Brief:
Copy every line of the listing below word for word, keeping the lines in their original order.

Bounding box annotation entries:

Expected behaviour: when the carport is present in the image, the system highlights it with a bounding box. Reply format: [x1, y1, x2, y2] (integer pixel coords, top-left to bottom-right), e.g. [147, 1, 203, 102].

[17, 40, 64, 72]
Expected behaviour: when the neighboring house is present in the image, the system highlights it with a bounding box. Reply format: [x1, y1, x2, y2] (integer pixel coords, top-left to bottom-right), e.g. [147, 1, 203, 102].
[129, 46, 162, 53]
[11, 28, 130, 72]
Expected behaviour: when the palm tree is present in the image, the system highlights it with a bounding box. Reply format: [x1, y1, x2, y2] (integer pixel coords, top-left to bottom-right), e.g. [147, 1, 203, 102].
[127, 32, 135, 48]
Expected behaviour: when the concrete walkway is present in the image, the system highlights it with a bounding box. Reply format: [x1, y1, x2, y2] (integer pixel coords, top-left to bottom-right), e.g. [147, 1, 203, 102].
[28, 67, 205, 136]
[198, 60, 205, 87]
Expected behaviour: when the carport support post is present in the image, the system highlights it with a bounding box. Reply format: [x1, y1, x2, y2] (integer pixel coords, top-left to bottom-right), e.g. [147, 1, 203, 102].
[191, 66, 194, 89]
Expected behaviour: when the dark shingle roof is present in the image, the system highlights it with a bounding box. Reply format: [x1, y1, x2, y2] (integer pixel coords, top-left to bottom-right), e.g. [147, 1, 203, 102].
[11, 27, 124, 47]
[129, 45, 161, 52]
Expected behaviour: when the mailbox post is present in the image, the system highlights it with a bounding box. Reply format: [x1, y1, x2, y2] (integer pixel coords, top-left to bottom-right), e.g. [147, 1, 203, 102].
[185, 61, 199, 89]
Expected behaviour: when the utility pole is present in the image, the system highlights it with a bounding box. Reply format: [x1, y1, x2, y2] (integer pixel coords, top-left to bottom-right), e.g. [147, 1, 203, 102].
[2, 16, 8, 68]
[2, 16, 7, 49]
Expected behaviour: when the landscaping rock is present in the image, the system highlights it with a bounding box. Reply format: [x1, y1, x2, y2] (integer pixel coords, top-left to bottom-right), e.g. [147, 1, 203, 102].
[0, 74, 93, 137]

Result of the exercise:
Expected behaviour: when the carport is present in the image, the system highlights it with a bounding box. Reply format: [x1, y1, x2, y2] (integer pixel coords, top-left to bottom-right), e.g. [147, 1, 203, 102].

[17, 40, 64, 72]
Expected behaviour: when the neighboring house is present in the image, the system highlights it with a bounding box. Reply format: [x1, y1, x2, y2] (integer pixel coords, top-left to bottom-right), e.g. [147, 1, 203, 102].
[129, 46, 162, 53]
[11, 28, 130, 72]
Expected behaviour: when the palm tree is present in the image, the system highlights it with a bounding box. Reply format: [x1, y1, x2, y2] (integer pixel coords, top-left to bottom-right), e.g. [147, 1, 203, 102].
[127, 32, 135, 48]
Expected behaviour: when the concrete walkway is present in the image, the system highlights it with a bounding box. Reply format: [x1, y1, x2, y2] (integer pixel coords, top-left to bottom-right), e.g. [147, 1, 203, 102].
[28, 67, 205, 136]
[198, 60, 205, 87]
Expected behaviour: when the carport support post is present in the image, the system highlights it with a bounding box. Reply format: [x1, y1, x2, y2] (integer pixel coords, top-left to bottom-right), e.g. [147, 1, 203, 102].
[191, 66, 194, 89]
Expected behaviour: when the dark shingle roof is present in the image, the system highlights it with a bounding box. Reply format: [x1, y1, x2, y2] (integer pixel coords, top-left to bottom-right), e.g. [147, 1, 203, 102].
[11, 27, 124, 47]
[129, 45, 161, 52]
Expected behaviour: when the mailbox post is present in the image, the system highlights it with a bounding box. Reply format: [x1, y1, x2, y2] (integer pixel coords, top-left to bottom-right), e.g. [147, 1, 203, 102].
[185, 61, 199, 89]
Expected behaviour: when the utility pole is present in the image, the system highlights it with a bounding box. Reply format: [x1, y1, x2, y2] (integer pixel coords, top-left to bottom-right), e.g. [147, 1, 203, 102].
[2, 16, 8, 68]
[2, 16, 7, 49]
Expected behaviour: when the landscaping rock is present in the image, the system highlights it with a bounding box. Reply format: [x1, y1, x2, y2] (integer pixel coords, top-left to bottom-right), e.g. [147, 1, 203, 102].
[0, 74, 93, 137]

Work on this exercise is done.